### TASK
Put every line of the listing below into a JSON list of strings, one string per line, leaving out blank lines and the picture placeholders.

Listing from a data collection
╔══

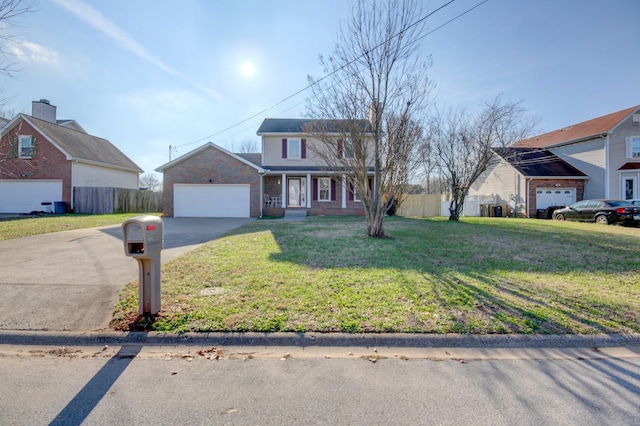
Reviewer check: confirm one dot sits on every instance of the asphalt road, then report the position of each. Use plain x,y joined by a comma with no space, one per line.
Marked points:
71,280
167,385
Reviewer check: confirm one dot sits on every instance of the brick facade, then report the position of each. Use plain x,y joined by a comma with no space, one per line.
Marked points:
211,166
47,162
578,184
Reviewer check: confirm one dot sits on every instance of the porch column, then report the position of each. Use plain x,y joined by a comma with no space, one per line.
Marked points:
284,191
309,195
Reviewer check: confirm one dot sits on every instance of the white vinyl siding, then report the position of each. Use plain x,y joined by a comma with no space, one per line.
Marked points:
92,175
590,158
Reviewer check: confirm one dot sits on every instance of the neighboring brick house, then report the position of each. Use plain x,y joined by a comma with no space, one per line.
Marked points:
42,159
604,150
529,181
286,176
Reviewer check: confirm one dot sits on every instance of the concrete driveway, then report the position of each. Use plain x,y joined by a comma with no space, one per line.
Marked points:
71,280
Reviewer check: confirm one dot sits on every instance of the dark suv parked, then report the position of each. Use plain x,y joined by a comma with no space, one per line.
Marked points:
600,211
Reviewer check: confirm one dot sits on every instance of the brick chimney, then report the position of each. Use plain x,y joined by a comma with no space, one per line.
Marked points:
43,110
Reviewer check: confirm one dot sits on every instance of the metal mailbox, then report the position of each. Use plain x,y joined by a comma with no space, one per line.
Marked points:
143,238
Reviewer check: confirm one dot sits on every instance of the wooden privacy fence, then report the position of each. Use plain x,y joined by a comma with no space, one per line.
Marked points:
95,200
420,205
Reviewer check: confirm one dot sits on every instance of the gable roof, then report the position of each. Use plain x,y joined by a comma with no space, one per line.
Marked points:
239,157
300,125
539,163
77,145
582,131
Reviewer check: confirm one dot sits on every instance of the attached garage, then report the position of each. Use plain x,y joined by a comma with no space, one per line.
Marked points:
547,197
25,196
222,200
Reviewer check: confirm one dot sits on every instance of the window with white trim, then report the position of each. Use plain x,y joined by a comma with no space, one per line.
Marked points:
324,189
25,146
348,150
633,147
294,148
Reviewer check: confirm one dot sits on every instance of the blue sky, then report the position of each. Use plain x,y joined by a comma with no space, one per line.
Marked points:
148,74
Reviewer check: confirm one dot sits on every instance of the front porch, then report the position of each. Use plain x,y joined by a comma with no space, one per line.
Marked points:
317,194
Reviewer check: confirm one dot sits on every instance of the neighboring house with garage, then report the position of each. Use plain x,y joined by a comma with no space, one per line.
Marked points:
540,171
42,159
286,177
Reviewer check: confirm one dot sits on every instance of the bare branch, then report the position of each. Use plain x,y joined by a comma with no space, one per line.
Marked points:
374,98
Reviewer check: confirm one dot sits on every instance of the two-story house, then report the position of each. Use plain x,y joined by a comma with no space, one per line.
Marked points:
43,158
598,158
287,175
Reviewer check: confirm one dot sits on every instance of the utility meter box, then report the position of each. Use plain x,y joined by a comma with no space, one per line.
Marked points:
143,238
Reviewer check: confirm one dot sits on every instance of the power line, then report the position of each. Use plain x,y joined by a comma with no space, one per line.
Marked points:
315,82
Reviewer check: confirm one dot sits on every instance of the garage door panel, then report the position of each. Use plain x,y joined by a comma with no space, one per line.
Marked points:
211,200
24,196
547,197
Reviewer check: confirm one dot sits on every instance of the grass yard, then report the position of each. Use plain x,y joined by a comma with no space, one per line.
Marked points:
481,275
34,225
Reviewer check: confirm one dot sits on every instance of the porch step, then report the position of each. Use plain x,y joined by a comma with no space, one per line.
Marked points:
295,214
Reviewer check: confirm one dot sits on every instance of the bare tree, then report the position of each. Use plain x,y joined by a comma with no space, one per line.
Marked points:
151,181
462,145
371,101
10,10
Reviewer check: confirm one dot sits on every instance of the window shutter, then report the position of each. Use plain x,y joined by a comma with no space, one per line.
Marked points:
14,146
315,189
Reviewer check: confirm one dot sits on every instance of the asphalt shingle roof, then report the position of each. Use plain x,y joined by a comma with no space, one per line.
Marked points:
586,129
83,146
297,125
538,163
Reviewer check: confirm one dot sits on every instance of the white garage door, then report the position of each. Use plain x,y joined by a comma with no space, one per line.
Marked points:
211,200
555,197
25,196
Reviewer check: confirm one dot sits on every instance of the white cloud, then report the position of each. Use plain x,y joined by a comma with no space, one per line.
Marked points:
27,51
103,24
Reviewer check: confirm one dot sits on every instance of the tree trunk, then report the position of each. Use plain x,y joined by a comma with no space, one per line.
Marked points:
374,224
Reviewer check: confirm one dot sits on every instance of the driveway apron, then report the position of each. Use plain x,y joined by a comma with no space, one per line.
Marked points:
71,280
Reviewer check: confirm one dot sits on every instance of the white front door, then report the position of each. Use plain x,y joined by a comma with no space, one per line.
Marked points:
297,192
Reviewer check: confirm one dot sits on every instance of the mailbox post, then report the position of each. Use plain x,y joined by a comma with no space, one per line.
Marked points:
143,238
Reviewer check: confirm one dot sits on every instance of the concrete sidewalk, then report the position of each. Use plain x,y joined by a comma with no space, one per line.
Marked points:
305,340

╚══

### RESULT FOR THIS TASK
[
  "Reviewer check: confirm one dot sits on every instance of the asphalt road, then report the position of each. Use plain x,y joined by a comma with no space, one per line.",
  "Marked points:",
  "71,280",
  "167,385",
  "Reviewer check: confirm one dot sits on every instance of the brick facade, then report the position of each. Use plain x,y joined by a comma with no space, one per line.",
  "Marked points:",
  "211,166",
  "47,162",
  "578,184",
  "Reviewer check: confirm one dot sits on every instance of the porch column, then report the position of each. Use plain x,y joined by a comma with no space, one per line.",
  "Marked points:",
  "284,191",
  "309,195",
  "Reviewer check: confirm one dot sits on every instance of the white vinyl siding, then report the position of each. Use plain x,y joined by a comma with no space, one per line.",
  "Marked points:",
  "92,175",
  "590,158",
  "Reviewer check: confirm one dot sits on every instance of the neighboring brick house, then report the position of each. Use plain x,y joined by a comma with no space, one per line.",
  "Marked points:",
  "42,159",
  "604,150",
  "529,181",
  "286,176",
  "Reviewer check: confirm one dot sits on every instance of the concrete driveway, then report the position of each. Use plain x,y joined by a comma with no space, one per line.",
  "Marked points:",
  "71,280",
  "Reviewer check: confirm one dot sits on every instance of the dark suv parked, then report the position of each. Use plain x,y joined by a comma with no space, one per line.",
  "Marked points:",
  "600,211",
  "Reviewer check: confirm one dot sits on every instance of the brick chimney, then report the position of each. Use plain x,y joined by a comma with no space, one per line.",
  "Marked points:",
  "43,110",
  "Reviewer check: confirm one dot sits on every instance of the metal mailbox, then report the position of each. Use plain x,y joined by a comma with no space, one per line.",
  "Marked points:",
  "143,238",
  "Reviewer check: confirm one dot sits on every instance of the wooden privacy fence, then report the position of each. Use plain x,y joined by a comma with no space, one per line.",
  "Marked points:",
  "95,200",
  "420,205",
  "Reviewer check: confirm one dot sits on every instance of the gable roof, then report the position of each. Use plain x,y joined by a comma with no space, one per line.",
  "Marked points:",
  "239,157",
  "300,125",
  "539,163",
  "77,145",
  "582,131",
  "Reviewer check: confirm one dot sits on every instance of the attached garage, then report the position of each. Use plain x,y joined by a comma with no space, one per line.",
  "Marked points:",
  "547,197",
  "25,196",
  "222,200",
  "Reviewer check: confirm one dot sits on every instance of the window with white trim, then report the position of each. Use plain x,y joined by a comma with no space, one per line.",
  "Marked points:",
  "324,189",
  "25,146",
  "348,150",
  "633,147",
  "294,148",
  "Reviewer check: confirm one dot sits on every instance of the blue sky, then report the position of each. Use plain x,y joined by a comma with no space, one per line.",
  "Marked points:",
  "148,74",
  "Reviewer check: confirm one dot sits on every instance of the front porch, then report the position of each. Use plain x,y joined by a comma with no space, one per line.",
  "Marked points:",
  "317,194",
  "Reviewer check: confirm one dot sits on every instance of the neighboring house with garage, then report the position of each. Use plain x,y joined by a comma with no space, one per line.",
  "Marked points:",
  "540,171",
  "42,159",
  "286,177",
  "Reviewer check: confirm one dot sits on every instance of the bare branch, then report the position of each. Use plain x,y joined by a comma with no space, one per line.",
  "Marked points:",
  "374,98",
  "Reviewer check: confirm one dot sits on every instance of the two-story house, then report the position of each. Use plain x,y joined by a comma with no space, one per line.",
  "Marked points:",
  "43,158",
  "598,158",
  "287,175",
  "Reviewer check: confirm one dot sits on every instance of the utility meter box, then report the position of each. Use plain x,y joined by a comma with no space, one per line.",
  "Marked points:",
  "143,238",
  "Reviewer check: confirm one dot sits on every instance of the power line, then report the position of each. Use plain x,y joined by a comma with no space, one per line.",
  "Marked points:",
  "315,82",
  "Reviewer check: confirm one dot sits on every instance of the garage door panel, then report the position of each. Use plain x,y joined by a comma with no space, one per line.",
  "Marked points:",
  "211,200",
  "24,196",
  "547,197",
  "Reviewer check: confirm one dot sits on every instance of the grass yard, then report the position of each. Use plain x,y joined by a comma with no space, one per line.",
  "Marked points:",
  "481,275",
  "34,225",
  "Reviewer check: confirm one dot sits on every instance of the porch step, then report the position of each. Use plain x,y joined by a comma with no space, one per line.",
  "Marked points:",
  "295,214",
  "Reviewer check: confirm one dot sits on every instance of the bare tree, then report the position of each. Use plain x,y joined by a comma with no space, one per line.",
  "Marked points:",
  "151,181",
  "462,145",
  "371,101",
  "10,10",
  "Reviewer check: confirm one dot sits on every instance of the window shutter, then report the position of each. Use plain x,y joined by a comma with no space, one per line.",
  "Marked points:",
  "14,146",
  "315,189",
  "Reviewer check: confirm one dot sits on every instance of the asphalt shingle roof, then report the position of each. Use plain x,y joined by a comma with no space, one per line.",
  "Marked points:",
  "586,129",
  "83,146",
  "297,125",
  "538,163",
  "Reviewer check: confirm one dot sits on every instance of the white garage door, then report the position of each. Use plain x,y joined by a comma with no space, one per line.",
  "Marked points:",
  "211,200",
  "555,197",
  "25,196",
  "Reviewer check: confirm one dot sits on every instance of the white cloud, then report the position of each. Use plain x,y joined by a comma with no space, one per line.",
  "Marked points:",
  "27,51",
  "103,24",
  "Reviewer check: confirm one dot sits on every instance of the tree trunk, then report the position of each. Use plain x,y joined by a comma with no space, one per line.",
  "Marked points:",
  "374,224",
  "Reviewer check: confirm one dot sits on every instance of the driveway apron, then report the position of each. Use plain x,y joined by a comma with no space, one per line.",
  "Marked points:",
  "71,280",
  "Reviewer check: confirm one dot sits on every instance of the white front door, then report the position of each. Use plain x,y joined by a comma with no space, one per line.",
  "Marked points:",
  "297,192",
  "Reviewer check: confirm one dot sits on every instance of the mailbox post, then report the position of each. Use plain x,y joined by a comma with no space, one per line.",
  "Marked points:",
  "143,238",
  "Reviewer check: confirm one dot sits on every instance of the concrete sidewalk, then report the position of each. Use plain x,y joined by a comma with no space, one per line.",
  "Marked points:",
  "305,340"
]